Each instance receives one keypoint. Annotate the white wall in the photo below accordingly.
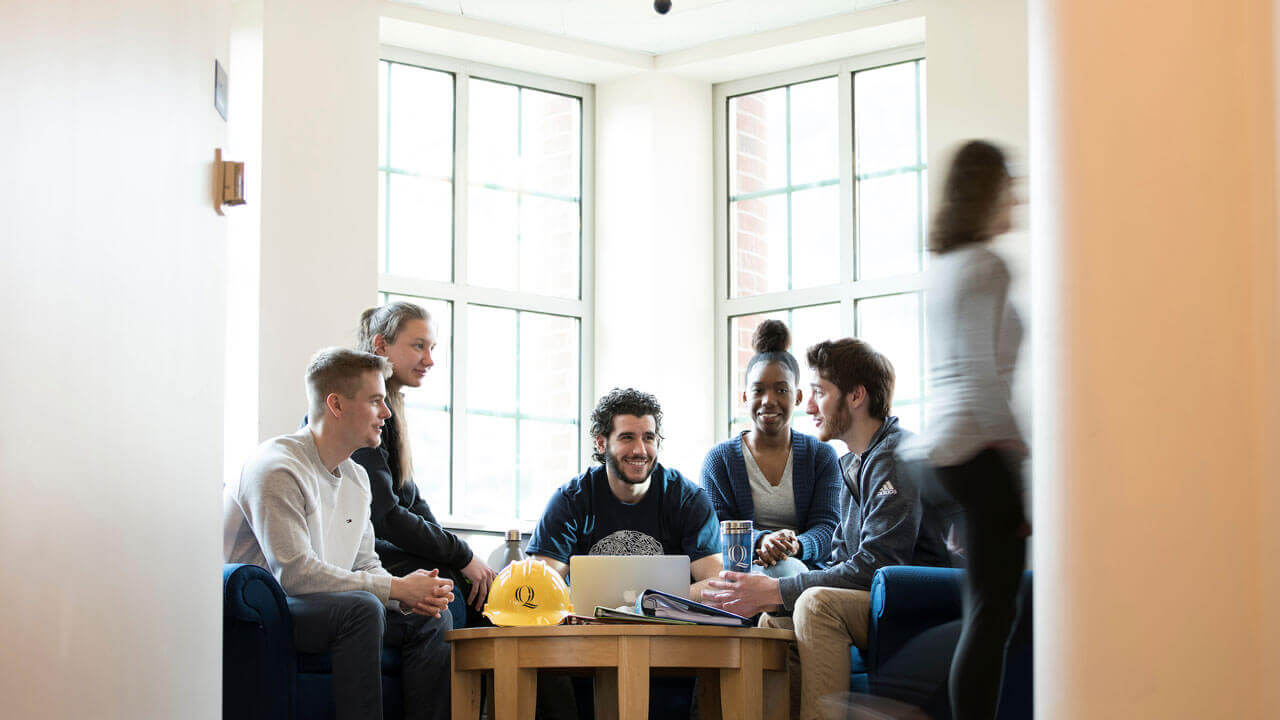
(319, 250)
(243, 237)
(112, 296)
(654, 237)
• • •
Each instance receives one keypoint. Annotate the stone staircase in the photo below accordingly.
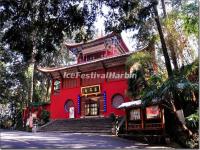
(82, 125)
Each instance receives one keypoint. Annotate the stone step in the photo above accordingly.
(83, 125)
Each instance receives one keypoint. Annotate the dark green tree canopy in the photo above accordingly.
• • •
REQUIREMENTS
Retype the data word for word, from the line with "staircase in the photo below accordingly." up to and including the line with "Each instance receives one keypoint. Annotate the dark", and leave the pictures out.

ANSWER TO THE EXERCISE
Each instance receives one keypoint. Annotate the stone staircase in the photo below accordingly.
(82, 125)
Each instance receives one keypoint. Annotate the stone step in the photo above accordingly.
(83, 125)
Each instance receives one keypoint. Annotate the dark green tree canopy in the photo above accordingly.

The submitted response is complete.